■ **Available records**:
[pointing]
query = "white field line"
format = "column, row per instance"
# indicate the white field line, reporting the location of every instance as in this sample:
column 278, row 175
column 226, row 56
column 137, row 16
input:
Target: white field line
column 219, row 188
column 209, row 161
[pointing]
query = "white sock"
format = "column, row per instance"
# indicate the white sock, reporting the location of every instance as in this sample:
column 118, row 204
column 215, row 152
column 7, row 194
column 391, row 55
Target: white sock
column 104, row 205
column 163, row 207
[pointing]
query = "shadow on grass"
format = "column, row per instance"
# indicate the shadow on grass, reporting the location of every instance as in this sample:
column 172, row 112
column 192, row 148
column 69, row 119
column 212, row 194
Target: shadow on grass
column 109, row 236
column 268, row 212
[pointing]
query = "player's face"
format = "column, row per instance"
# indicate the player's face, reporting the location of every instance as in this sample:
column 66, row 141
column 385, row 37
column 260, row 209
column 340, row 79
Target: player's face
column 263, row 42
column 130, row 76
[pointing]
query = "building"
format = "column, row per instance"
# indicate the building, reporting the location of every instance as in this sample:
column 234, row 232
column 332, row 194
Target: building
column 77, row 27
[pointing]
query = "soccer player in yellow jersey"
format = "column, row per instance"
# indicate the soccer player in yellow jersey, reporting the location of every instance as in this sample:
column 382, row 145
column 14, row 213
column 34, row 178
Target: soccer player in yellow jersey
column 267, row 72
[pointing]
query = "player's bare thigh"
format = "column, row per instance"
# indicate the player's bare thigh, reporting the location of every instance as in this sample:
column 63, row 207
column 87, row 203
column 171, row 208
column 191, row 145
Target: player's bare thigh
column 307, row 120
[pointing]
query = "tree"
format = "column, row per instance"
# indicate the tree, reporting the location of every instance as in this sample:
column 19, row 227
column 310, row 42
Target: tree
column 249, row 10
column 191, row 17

■ **Problem details**: Echo the lines above word for word, from the first one up to and including the line that contains "column 268, row 212".

■ **Response**:
[pointing]
query = "white field line"
format = "column, row per instance"
# indicate the white field line, reporting the location of every instance as in this sample:
column 278, row 175
column 226, row 56
column 137, row 16
input:
Target: white field line
column 219, row 188
column 209, row 161
[pointing]
query = "white sock"
format = "column, row per instance"
# indicate the white sock, reporting the location of every instance as in this sample:
column 118, row 204
column 215, row 152
column 7, row 194
column 391, row 55
Target: white sock
column 104, row 205
column 163, row 207
[pointing]
query = "shadow on grass"
format = "column, row per instance"
# indicate the shadow on grass, reporting the location of every instance as in this sample:
column 172, row 112
column 192, row 148
column 69, row 119
column 212, row 194
Target: shadow on grass
column 109, row 236
column 268, row 212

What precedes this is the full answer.